Text:
>>>>

Melissa Hayden (1923 - 2006)
Melissa Hayden, originally Mildred Herman, and known to her friends as "Milly," was born in Toronto, Canada. She started her dancing career in Boris Volkoff's Canadian Ballet.
After a year as a member of the corps de ballet at New York's Radio City Music Hall, Hayden joined Ballet Theatre (now American Ballet Theatre) in 1945. When Ballet Theatre was on a forced sabbatical (1948), she joined Ballet Alicia Alonso in South America. While working with the Alonso company she met the guest artist Nicholas Magallanes, who encouraged her to leave that company and audition for George Balanchine. At first Hayden didn't want to leave her job, but the situation in South America became unbearable and she returned to New York City to dance with the New York City Ballet in 1950.
In 1953 Hayden left NYCB because of a disagreement with the company. She then danced the ballerina role in Charlie Chaplin's film Limelight, and re-joined Ballet Theatre the same year. She and Balanchine eventually resolved their problems, and she returned to NYCB, where she remained until 1973.
Hayden created roles in Jerome Robbins' Age of Anxiety (1950), The Pied Piper (1952), and In the Night (1970), Frederick Ashton's Illuminations (1950), Todd Bolender's The Miraculous Mandarin (1951), George Balanchine's Caracole (1952), Valse Fantaisie (1953), Divertimento No. 15 (1956), Agon (1957), Stars and Stripes (1958), Episodes (1959), Liebeslieder Walzer (1960), A Midsummer Night's Dream (1962), Brahms-Schoenberg Quartet (1966), Glinkiana (1966), and Cortège Hongrois (1973).

<<<<

Questions to answer:
A: Repeat the Melissa Hayden biography word for word, from "Melissa Hayden, originally" down to "Volkoff's Canadian Ballet.".
B: According to the Melissa Hayden biography, why did Hayden return to New York City in 1950 after first not wanting to leave her job in South America?
The items after this point are separate material from the Melissa Hayden biography.

[Stored data]
>>>>

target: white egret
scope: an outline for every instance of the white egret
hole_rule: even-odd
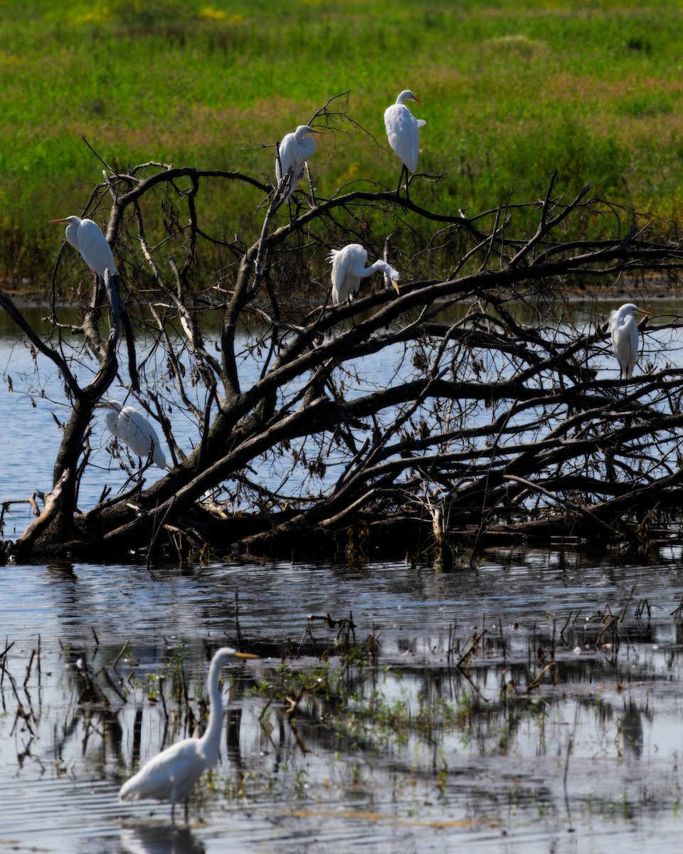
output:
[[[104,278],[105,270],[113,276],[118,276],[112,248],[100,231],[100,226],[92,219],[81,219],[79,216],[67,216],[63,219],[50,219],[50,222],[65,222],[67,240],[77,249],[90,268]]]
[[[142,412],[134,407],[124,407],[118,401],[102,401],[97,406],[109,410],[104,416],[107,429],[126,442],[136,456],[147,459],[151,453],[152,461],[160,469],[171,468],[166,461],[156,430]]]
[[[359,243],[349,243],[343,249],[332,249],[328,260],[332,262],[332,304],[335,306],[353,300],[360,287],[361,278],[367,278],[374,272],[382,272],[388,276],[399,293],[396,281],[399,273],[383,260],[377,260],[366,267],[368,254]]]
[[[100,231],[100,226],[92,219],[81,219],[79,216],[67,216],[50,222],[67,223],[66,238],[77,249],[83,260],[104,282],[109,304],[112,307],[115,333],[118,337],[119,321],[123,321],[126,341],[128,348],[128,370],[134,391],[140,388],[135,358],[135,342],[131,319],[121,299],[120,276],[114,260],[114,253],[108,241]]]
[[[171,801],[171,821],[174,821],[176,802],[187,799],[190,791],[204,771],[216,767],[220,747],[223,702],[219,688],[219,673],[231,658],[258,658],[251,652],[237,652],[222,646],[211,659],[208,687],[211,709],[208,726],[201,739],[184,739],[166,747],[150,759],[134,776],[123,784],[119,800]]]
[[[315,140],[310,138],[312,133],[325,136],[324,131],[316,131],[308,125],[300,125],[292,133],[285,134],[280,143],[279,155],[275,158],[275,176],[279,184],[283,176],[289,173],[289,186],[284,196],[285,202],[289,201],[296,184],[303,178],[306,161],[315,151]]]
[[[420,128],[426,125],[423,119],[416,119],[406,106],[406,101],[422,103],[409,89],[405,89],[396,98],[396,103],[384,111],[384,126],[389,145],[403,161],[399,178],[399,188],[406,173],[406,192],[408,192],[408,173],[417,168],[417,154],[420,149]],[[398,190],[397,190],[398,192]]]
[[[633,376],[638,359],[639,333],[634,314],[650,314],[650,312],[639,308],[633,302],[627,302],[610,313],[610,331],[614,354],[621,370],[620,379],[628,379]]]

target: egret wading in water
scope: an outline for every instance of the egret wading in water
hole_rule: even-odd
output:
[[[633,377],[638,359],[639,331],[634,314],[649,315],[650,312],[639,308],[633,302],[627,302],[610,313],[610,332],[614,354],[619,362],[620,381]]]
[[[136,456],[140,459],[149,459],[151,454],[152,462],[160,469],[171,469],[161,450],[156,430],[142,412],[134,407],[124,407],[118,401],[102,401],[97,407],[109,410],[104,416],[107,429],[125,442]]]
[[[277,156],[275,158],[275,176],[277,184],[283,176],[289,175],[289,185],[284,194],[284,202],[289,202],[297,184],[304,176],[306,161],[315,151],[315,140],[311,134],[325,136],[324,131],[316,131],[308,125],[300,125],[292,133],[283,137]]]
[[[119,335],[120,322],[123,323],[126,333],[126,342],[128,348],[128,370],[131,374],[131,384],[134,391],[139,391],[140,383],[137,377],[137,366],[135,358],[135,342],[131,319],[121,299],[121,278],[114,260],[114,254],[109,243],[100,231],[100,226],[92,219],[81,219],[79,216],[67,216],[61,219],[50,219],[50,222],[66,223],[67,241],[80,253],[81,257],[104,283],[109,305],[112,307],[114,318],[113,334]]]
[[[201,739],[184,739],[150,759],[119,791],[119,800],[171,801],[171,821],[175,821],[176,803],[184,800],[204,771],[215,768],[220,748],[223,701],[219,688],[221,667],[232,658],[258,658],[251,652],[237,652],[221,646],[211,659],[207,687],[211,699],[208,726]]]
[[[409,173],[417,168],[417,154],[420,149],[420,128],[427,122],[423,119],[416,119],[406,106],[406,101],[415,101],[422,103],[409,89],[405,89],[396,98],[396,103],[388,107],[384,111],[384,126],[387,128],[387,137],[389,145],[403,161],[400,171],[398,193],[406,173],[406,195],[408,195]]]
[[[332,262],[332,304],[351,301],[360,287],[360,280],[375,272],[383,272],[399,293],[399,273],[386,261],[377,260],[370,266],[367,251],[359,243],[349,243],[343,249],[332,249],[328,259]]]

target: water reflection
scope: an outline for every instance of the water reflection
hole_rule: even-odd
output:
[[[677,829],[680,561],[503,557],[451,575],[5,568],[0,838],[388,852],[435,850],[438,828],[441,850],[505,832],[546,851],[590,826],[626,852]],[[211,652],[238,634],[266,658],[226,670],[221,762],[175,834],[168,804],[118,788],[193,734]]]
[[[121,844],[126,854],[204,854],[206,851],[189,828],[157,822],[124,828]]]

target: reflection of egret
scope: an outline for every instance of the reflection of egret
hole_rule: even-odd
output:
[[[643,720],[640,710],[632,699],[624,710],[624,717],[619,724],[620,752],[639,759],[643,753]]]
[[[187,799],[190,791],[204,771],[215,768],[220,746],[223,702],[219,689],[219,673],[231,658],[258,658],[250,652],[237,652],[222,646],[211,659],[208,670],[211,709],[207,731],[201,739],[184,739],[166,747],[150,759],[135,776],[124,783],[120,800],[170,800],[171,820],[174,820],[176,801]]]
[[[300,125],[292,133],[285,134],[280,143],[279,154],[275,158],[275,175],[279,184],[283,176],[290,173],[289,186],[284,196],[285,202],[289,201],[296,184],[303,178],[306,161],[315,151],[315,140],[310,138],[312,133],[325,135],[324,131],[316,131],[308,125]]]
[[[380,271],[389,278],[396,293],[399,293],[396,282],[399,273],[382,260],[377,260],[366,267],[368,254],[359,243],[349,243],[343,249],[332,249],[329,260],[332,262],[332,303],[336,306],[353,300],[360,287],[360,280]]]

<<<<

Outputs by task:
A:
Melissa Hayden, originally Mildred Herman, and known to her friends as "Milly," was born in Toronto, Canada. She started her dancing career in Boris Volkoff's Canadian Ballet.

B: She returned because the situation in South America became unbearable. She then danced with the New York City Ballet.